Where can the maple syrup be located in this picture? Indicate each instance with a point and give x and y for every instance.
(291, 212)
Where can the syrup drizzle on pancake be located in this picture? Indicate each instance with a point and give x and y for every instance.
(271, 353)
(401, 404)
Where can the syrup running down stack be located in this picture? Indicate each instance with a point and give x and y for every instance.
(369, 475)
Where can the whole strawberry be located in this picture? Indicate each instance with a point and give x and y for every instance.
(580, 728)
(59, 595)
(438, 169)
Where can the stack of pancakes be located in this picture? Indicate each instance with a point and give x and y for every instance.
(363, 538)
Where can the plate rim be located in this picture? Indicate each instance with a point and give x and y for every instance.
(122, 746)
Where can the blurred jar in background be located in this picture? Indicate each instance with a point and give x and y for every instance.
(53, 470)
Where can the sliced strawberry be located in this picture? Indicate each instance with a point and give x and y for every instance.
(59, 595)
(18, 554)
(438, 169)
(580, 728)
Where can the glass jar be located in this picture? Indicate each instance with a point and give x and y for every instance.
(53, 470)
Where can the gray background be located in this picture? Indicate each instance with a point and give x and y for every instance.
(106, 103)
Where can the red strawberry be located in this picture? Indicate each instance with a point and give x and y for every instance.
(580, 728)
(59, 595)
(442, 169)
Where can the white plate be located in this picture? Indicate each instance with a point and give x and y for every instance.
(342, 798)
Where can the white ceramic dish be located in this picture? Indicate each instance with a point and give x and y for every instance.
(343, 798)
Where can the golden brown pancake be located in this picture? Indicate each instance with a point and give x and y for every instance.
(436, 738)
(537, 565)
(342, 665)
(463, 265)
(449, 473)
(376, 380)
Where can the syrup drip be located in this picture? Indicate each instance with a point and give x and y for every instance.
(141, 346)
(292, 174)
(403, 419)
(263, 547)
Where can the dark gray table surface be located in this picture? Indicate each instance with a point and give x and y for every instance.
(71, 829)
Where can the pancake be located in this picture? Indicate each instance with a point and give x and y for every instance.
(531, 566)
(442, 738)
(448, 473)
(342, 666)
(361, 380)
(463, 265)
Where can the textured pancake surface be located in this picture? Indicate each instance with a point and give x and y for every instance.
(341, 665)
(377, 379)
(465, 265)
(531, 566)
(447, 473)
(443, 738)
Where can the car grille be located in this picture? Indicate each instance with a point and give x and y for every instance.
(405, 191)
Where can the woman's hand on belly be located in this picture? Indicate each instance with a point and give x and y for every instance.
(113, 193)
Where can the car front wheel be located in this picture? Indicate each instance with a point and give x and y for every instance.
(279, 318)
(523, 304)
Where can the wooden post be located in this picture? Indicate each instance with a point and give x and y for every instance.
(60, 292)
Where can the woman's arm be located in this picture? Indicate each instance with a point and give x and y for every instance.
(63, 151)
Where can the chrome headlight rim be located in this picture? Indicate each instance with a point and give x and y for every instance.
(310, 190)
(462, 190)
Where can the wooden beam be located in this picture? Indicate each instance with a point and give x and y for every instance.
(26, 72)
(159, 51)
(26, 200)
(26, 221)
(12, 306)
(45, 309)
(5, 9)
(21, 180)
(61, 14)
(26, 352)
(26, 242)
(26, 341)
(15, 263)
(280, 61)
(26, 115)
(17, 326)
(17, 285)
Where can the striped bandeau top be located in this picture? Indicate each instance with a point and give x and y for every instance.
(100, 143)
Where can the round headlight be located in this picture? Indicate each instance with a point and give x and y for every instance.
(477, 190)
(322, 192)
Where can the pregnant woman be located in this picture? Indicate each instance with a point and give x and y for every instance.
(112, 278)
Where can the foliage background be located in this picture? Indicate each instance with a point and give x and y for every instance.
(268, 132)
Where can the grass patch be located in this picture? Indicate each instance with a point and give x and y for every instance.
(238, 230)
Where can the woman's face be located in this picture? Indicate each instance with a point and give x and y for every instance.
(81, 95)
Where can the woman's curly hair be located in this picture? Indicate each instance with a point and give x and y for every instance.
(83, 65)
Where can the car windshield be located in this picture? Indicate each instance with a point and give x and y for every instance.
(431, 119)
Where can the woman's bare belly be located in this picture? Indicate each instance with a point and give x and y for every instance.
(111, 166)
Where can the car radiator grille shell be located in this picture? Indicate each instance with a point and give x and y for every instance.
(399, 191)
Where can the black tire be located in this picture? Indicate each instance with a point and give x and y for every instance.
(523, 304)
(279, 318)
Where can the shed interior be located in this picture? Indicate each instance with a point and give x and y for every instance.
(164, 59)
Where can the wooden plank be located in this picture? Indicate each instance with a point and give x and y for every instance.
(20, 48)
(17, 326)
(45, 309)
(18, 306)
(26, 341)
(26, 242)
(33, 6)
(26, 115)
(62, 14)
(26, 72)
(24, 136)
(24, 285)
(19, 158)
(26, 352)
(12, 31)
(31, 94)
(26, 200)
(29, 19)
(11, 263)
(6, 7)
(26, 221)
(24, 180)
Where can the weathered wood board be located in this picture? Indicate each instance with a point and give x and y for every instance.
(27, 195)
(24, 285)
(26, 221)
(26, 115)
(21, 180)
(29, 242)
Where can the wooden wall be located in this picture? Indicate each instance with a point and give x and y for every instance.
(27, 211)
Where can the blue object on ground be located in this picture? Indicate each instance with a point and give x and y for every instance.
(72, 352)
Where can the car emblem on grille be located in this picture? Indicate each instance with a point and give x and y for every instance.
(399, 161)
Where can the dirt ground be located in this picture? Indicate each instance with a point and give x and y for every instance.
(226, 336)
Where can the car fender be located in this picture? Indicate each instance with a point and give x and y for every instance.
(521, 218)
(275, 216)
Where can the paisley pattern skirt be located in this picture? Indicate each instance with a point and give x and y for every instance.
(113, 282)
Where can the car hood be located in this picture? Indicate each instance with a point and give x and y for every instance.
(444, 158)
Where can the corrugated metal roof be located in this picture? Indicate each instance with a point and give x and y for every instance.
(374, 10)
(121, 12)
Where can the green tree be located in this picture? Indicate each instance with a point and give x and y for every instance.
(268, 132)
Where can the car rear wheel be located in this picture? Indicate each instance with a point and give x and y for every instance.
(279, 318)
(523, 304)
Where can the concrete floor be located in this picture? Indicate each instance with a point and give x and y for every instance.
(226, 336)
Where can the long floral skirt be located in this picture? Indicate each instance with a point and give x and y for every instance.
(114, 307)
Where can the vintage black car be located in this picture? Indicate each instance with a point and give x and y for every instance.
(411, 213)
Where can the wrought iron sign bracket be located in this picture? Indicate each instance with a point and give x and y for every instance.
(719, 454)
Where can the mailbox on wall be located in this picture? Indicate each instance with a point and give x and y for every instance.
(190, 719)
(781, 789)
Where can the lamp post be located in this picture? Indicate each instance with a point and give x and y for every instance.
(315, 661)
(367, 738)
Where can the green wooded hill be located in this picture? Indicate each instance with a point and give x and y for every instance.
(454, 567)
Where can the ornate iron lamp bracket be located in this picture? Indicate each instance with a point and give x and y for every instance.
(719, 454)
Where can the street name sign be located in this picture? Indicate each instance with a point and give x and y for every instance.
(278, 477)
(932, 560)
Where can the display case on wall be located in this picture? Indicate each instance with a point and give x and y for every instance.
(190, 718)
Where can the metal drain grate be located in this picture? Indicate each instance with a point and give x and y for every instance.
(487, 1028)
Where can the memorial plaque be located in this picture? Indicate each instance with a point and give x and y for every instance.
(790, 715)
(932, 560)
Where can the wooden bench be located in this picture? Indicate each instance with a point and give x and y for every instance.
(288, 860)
===============
> _Given task_
Repeat every line of the data, exactly and in full.

> _Correct answer_
Where can the maple syrup be located in this picture? Indicate each instance with a point and give x and y for every instance.
(291, 212)
Where can the syrup drizzle on pancake be located in this picture? Indicate each instance with a point and give x and y for every instance.
(271, 353)
(401, 404)
Where can the syrup running down stack be located in this picture? Indicate each instance with a point and give x and y for every instance.
(369, 475)
Where can the whole strawberry be located in this picture? Indicate each instance with a point and give x and y for every instance.
(580, 728)
(59, 595)
(438, 169)
Where can the stack of pancakes be located in this picture? Indicate each instance with a point and give x and y for every instance.
(363, 538)
Where can the plate rim be located in this picture? Indicate each instance with a point and give x and y for every instance.
(122, 746)
Where can the blurred jar in background be located in this picture? Indicate each instance with a point and give x and y for every instance.
(53, 470)
Where can the sliced strawberry be located in this picture? Indicate each instance with a point and give x and y for every instance.
(59, 595)
(18, 554)
(438, 169)
(580, 728)
Where can the glass jar be located in this picture? Indicate each instance with a point and give x and y for every instance.
(53, 470)
Where can the gray background be located in this picture? Indicate each instance with a point and give x and y for every instance.
(106, 103)
Where can the red strawberry be located in this picture? Indicate each instance with a point and give x and y for every instance.
(580, 728)
(59, 595)
(442, 169)
Where can the white plate be located in this picture? Indicate each instance with a point and give x and y for every instance.
(342, 798)
Where can the white ceramic dish be located in this picture? Indicate each instance with a point and give x and y for every instance.
(343, 798)
Where can the golden brown pancake be located in this picture? Indicate each instance with a point and give x and y for every instance.
(436, 738)
(537, 565)
(342, 665)
(463, 265)
(449, 473)
(376, 380)
Where can the syrup drip be located in this picture? Indicate each instance with a point and give x and y for every instance.
(141, 346)
(292, 174)
(403, 419)
(263, 547)
Where can the dark gray table surface be located in this picture? Indicate each instance with a point and give x and y for every instance.
(71, 829)
Where can the pancake be located in this picture? Indicate each instance with a point and give x and y for every instance.
(531, 566)
(442, 738)
(448, 473)
(342, 666)
(361, 380)
(463, 265)
Where can the textured pancake surface be located in this picture? Indicate each instance with a point and give x and y for every instance.
(341, 665)
(377, 379)
(465, 265)
(531, 566)
(447, 473)
(443, 738)
Where can the car grille be located in this picture? Indicate each instance with a point and give x and y for every instance.
(405, 191)
Where can the woman's hand on belly be located in this picture? Indicate each instance with a point and give x and y for every instance.
(113, 193)
Where can the car front wheel be located in this picture? Indicate each instance with a point and give x and y for every instance.
(279, 318)
(523, 304)
Where can the wooden post be located in this picture? Indicate each instance with a point and give x and y for every instance.
(60, 292)
Where can the woman's arm be located in this picture? Indicate each instance with a point and give x and y for every instance.
(63, 151)
Where can the chrome headlight rim be located in this picture? Indicate each instance with a point and give x and y for every instance.
(310, 190)
(462, 190)
Where can the wooden beam be located in this picture? Indicate each instance with a point and give x and y for every instance.
(26, 72)
(159, 51)
(26, 200)
(26, 221)
(12, 306)
(45, 309)
(5, 9)
(21, 180)
(61, 14)
(26, 352)
(26, 242)
(26, 341)
(15, 263)
(280, 61)
(26, 115)
(17, 326)
(17, 285)
Where can the striped bandeau top be located in this picture? Indicate each instance with a point and give x and y for every instance.
(100, 143)
Where can the round headlight be located in this picture? Indicate each instance with a point and give x and y for every instance.
(477, 190)
(322, 192)
Where can the pregnant woman be located in this picture? Indicate each instance with a point and give x and y for every instance.
(112, 278)
Where can the foliage background be located in this picture? Indicate each instance with a point and give x and y for every instance.
(268, 132)
Where can the grass patch be located in this picture? Indicate each instance with a point and give x and y for every instance.
(238, 230)
Where can the woman's face be located in this picture? Indicate each instance with a point and give x and y for every instance.
(81, 95)
Where can the woman's curly hair be located in this picture? Indicate each instance with a point and give x and y for every instance.
(83, 65)
Where can the car windshield be located in this picture? Indicate each instance with a point and give x and y for every instance.
(431, 119)
Where can the woman's bare belly be located in this picture? Indicate each instance with a point and give x and y for every instance.
(111, 166)
Where can the car radiator grille shell be located in this picture? Indicate each instance with a point and give x and y for every instance.
(399, 191)
Where can the black tire be located in this picture? Indicate each instance with a point and give x and y for every instance.
(523, 304)
(279, 318)
Where can the shed interior be located in this picture? Indicate each instance with a point and give x and y for every instance.
(164, 59)
Where can the wooden plank be located in this picture? Indicate each instance with a point and give x and y for every instance.
(20, 48)
(17, 326)
(45, 309)
(18, 306)
(26, 341)
(26, 242)
(33, 6)
(26, 115)
(62, 14)
(26, 72)
(24, 136)
(24, 285)
(19, 158)
(26, 352)
(12, 31)
(31, 94)
(26, 200)
(29, 19)
(11, 263)
(6, 7)
(26, 221)
(24, 180)
Where can the weathered wood board be located in this picture? Indicate each instance with a point and give x and y for every instance.
(27, 195)
(24, 285)
(26, 221)
(26, 115)
(21, 180)
(29, 242)
Where can the wooden wall be located in this picture? Indicate each instance with a point and give x and y for every instance.
(27, 211)
Where can the blue object on ground be located in this picture? Indicate each instance with a point and give x and y for every instance.
(72, 352)
Where can the car emblem on grille be located in this picture? Indicate each instance with a point and give x and y for every instance.
(399, 161)
Where can the dirt ground be located in this picture? Indicate each instance with a point and give x and y for every instance.
(226, 336)
Where can the car fender be located in this picture? Indicate each instance with a point and give x and y for every instance.
(521, 218)
(275, 216)
Where can the paisley pattern skirt be located in this picture? Indicate each instance with a point and give x and y for every instance.
(113, 282)
Where can the car hood be located in this picture? Indicate each instance with a point and give x and y for every instance.
(444, 158)
Where can the corrugated metal roof be located in this picture? Indicate each instance with a point and give x and y for every instance.
(374, 10)
(121, 12)
Where can the green tree be located in this picture? Indicate each instance with a point and give x and y for every instance.
(268, 132)
Where can the car rear wheel be located in this picture? Indicate each instance with a point and give x and y for every instance.
(279, 318)
(523, 304)
Where can the concrete floor be located in this picture? Indicate each instance with a point and give x and y for every instance.
(226, 336)
Where can the long floral skirt be located in this picture? Indicate each instance with a point and give x and y for every instance.
(114, 307)
Where can the vintage black car be located in this picture? Indicate each instance with a point and give x and y for every instance.
(411, 213)
Where can the wrought iron sign bracket be located in this picture? Indicate each instance with a point and give x and y for every instance.
(719, 454)
Where can the mailbox on wall be located in this picture? Indicate each instance with a point and give x and y for every instance.
(190, 719)
(781, 789)
Where can the lamp post be located in this picture? Indicate each instance with a point and give x and y for every instance.
(315, 661)
(367, 738)
Where can the green wooded hill be located in this picture? Indicate each instance with a point and give x and y for every instance.
(454, 567)
Where can the ornate iron lamp bracket be located in this picture? Indicate each instance with a point and give x and y for every instance.
(719, 454)
Where can the street name sign be located in this picture? Indicate each instance with a point and give x and y for every instance.
(278, 477)
(932, 560)
Where can the display case on wall be located in this picture? Indicate each instance with a point and give x and y for every instance.
(190, 718)
Where can the metal drain grate be located in this picture? Indicate each instance with a point and give x and y for every instance.
(487, 1028)
Where can the memorial plaque be located in this picture? Indicate each instance with a point and give x and y for every instance.
(790, 715)
(932, 560)
Where can the wooden bench be located in this picture? Indicate each instance with a point and give x and y for every instance.
(288, 860)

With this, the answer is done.